◆ **Work request**: Provide an exact repetition of every entry, with no word altered.

[Referring expression pointing data]
○ ○ ○ ○ ○

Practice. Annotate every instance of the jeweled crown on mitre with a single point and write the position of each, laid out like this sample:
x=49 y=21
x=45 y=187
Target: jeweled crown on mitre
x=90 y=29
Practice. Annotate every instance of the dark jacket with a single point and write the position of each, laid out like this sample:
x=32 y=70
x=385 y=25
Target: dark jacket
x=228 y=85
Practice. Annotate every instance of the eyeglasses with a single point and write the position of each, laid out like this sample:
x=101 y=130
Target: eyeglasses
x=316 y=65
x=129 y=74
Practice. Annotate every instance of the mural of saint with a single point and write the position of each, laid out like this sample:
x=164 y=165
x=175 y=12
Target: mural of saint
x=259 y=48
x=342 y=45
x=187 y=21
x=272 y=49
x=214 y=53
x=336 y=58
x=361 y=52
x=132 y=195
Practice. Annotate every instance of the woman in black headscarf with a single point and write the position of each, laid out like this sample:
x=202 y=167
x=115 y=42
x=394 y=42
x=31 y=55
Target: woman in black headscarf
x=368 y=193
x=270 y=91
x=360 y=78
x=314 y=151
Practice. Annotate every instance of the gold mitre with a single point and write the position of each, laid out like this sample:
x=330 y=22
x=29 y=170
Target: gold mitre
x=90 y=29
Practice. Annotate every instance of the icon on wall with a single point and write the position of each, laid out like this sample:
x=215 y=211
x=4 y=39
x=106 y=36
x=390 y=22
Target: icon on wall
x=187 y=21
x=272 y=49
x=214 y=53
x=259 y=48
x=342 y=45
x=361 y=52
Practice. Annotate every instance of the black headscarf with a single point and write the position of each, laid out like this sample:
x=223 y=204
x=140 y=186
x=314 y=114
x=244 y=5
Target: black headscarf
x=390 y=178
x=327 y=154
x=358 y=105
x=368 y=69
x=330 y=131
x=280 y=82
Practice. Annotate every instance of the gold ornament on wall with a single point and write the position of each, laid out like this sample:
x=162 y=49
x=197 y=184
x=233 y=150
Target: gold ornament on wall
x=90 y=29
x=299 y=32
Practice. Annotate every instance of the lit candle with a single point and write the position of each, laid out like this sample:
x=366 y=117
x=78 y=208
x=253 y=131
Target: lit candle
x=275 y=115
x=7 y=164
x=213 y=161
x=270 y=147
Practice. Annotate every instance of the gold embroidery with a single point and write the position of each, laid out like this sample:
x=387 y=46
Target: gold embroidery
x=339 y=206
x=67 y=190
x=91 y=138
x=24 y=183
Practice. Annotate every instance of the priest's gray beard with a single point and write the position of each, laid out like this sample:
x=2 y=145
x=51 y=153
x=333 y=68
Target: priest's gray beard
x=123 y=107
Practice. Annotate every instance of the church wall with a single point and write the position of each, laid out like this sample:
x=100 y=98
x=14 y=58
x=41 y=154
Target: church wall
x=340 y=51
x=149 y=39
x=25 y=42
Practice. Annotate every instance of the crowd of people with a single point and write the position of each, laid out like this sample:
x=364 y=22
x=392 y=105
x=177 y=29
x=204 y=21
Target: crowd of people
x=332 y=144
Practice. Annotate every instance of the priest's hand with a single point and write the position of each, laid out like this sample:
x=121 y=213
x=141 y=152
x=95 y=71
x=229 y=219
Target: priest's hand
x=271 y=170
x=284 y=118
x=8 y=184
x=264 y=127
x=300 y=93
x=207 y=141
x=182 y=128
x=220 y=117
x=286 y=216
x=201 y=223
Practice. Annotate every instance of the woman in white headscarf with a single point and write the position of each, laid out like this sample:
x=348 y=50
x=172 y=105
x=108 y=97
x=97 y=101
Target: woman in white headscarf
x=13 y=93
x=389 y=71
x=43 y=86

○ ○ ○ ○ ○

◆ **Result of this task**:
Practice. Annotate every instance of the jeweled crown on mitre with a single point and write the position of each, laid out like this sample:
x=49 y=21
x=45 y=187
Target: jeweled crown on mitre
x=90 y=29
Practice. Annotate every instance of the dark jacket with a single point and write the position of each, laid out like this sample:
x=32 y=70
x=385 y=25
Target: dark jacket
x=228 y=85
Practice. Annotate every instance of the eyeglasses with a single point and write the position of each, laid out like this sample:
x=101 y=130
Target: eyeglasses
x=316 y=65
x=129 y=74
Practice. Annotate every instance of the mural of saint with a single point and write the position of each, laid out like this sample:
x=164 y=165
x=175 y=12
Target: mural of saint
x=259 y=48
x=342 y=45
x=187 y=21
x=272 y=49
x=214 y=53
x=336 y=58
x=361 y=52
x=132 y=195
Practice. Annotate every instance of the woman in black headscarf with a single point and write the position of each, laid out like this sample:
x=202 y=167
x=115 y=42
x=394 y=42
x=31 y=55
Target: woman in black headscarf
x=368 y=193
x=270 y=91
x=360 y=78
x=314 y=151
Practice. Annotate every instance of the gold mitre with a single point and write the position of each, laid out like this sample:
x=330 y=22
x=29 y=170
Target: gold mitre
x=90 y=29
Practice. Annotate every instance of the icon on wall with a single point and write the position of each, laid out like this sample:
x=215 y=211
x=4 y=39
x=106 y=36
x=390 y=22
Target: icon on wall
x=187 y=21
x=272 y=49
x=214 y=53
x=259 y=48
x=342 y=45
x=361 y=52
Practice. Annotate every instance of the black headscarf with a single point and write the position of each, laid out like this sample:
x=223 y=204
x=140 y=186
x=314 y=114
x=244 y=5
Target: black headscarf
x=390 y=178
x=327 y=154
x=358 y=105
x=368 y=69
x=330 y=131
x=280 y=82
Practice. Annotate every instance of the gold ornament on wall with a single point and write the position of each, laid out like this sample:
x=162 y=49
x=197 y=184
x=233 y=150
Target: gold ornament on wall
x=90 y=29
x=299 y=32
Practice. Annotate every instance of the lit candle with a single point and write the position of each, laid out like this sample:
x=366 y=117
x=78 y=208
x=253 y=131
Target: lit candle
x=275 y=115
x=7 y=164
x=213 y=161
x=270 y=147
Practice. Annotate every instance of the gold embroidery with a single point and write the position of each, laid out like this sample:
x=387 y=46
Target: gold embroidery
x=339 y=206
x=67 y=190
x=91 y=138
x=24 y=183
Practice. Annotate every instance of the priest's gray beard with a single point and write the position of each, laid out like this sample:
x=2 y=145
x=51 y=153
x=333 y=68
Target: priest's gray beard
x=123 y=107
Practice. Annotate every instance of the church wall with a single point and write the position of each, laid out like this sample:
x=100 y=98
x=14 y=58
x=41 y=154
Target: church wall
x=340 y=51
x=149 y=39
x=25 y=42
Practice. Annotate every instance of the crowd of people with a single point and write the position of each, laid out like this sample:
x=364 y=22
x=392 y=105
x=177 y=29
x=204 y=21
Target: crowd of people
x=332 y=144
Practice. Annotate every instance of the priest's hand with a single point and write the position of each, laid out like this sample:
x=121 y=213
x=141 y=152
x=95 y=71
x=229 y=219
Target: priest's hand
x=271 y=170
x=284 y=118
x=8 y=184
x=264 y=127
x=300 y=93
x=207 y=141
x=182 y=128
x=220 y=117
x=286 y=216
x=201 y=223
Practice. Annotate every instance of the woman in white headscarf with a single point and write the position of each, laid out like this sample:
x=348 y=50
x=172 y=105
x=108 y=97
x=97 y=101
Target: woman in white headscarf
x=13 y=93
x=389 y=71
x=43 y=86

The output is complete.